___ SELECTED TEXT

RICH AND RENEE BLACKMORE, HUSBAND AND WIFE, BOTH INDIVIDUALLY, AND IN THEIR CAPACITY AS NATURAL PARENTS AND GUARDIANS AD LITEM OF RICH BLACKMORE, A MINOR CHILD, PLAINTIFFS-APPELLANTS,
v.
RE/MAX TRI-CITIES, LLC, SUE MIO, INDIVIDUALLY, BRAD THOMPSON, INDIVIDUALLY, AND KEVIN AND CHRIS RHINEHART, HUSBAND AND WIFE, DEFENDANTS-RESPONDENTS.



Appeal from the District Court of the Third Judicial District of the State of Idaho, Payette County. Hon. Gordon W. Petrie, District Judge.

The opinion of the court was delivered by: W. Jones, Justice

2010 Opinion No. 79

The decision of the district court is affirmed. Costs are awarded to Re/Max.

I. FACTS AND PROCEDURAL HISTORY

This case concerns events surrounding the purchase of property by the appellants, Rich and Renee Blackmore. The Blackmores were interested in moving from California to Idaho. Renee Blackmore (Renee) looked online for properties in Idaho and found a few that fit their needs. One of those properties was listed by Brad Thompson (Thompson) of Re/Max Tri-Cities, LLC (Re/Max). The Blackmores eventually traveled to Idaho to view properties. Thompson showed the Blackmores their current property, which is located on First Street in Fruitland, Idaho (the Property). The owners of the property at that time were Kevin and Chris Rhinehart. The selling agent for the Rhineharts was Sue Mio (Mio) of Re/Max.

The Blackmores had a friend, Rae Lubiewski, who is a licensed real estate agent, draft an offer to purchase the Property. The offer was faxed to the office of Re/Max and then Thompson took over for Lubiewski. The Blackmores entered into an independent contractor agreement for Thompson to act as their real estate agent. The offer was accepted by the Rhineharts, and the parties entered into a real estate purchase and sale agreement (the Purchase and Sale Agreement) on September 3, 2005. Under the terms of the Purchase and Sale Agreement, the transaction was contingent upon the Blackmores' satisfaction with the condition of the property. The Blackmores had the right to have the property inspected, and the contract included a procedure for repairs to be made by the Rhineharts. The Purchase and Sale Agreement gave the Blackmores the option not to continue with the transaction if necessary repairs were not made by the Rhineharts. It also provided that the transaction was contingent on the results of a ―well inspection‖ satisfactory to the Blackmores.

______
___ SOURCE MATERIAL

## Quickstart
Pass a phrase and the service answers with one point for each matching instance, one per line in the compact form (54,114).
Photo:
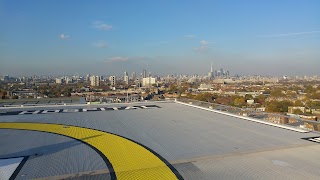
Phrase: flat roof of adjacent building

______

**ACTIVITY**
Answer these questions from the court opinion.
(a) Who delivered the opinion of the court?
(b) On what street and in what town is the Property located?
(c) On what date did the parties enter into the Purchase and Sale Agreement?

**SOLVED EXERCISE**
(a) W. Jones, Justice
(b) First Street in Fruitland, Idaho
(c) September 3, 2005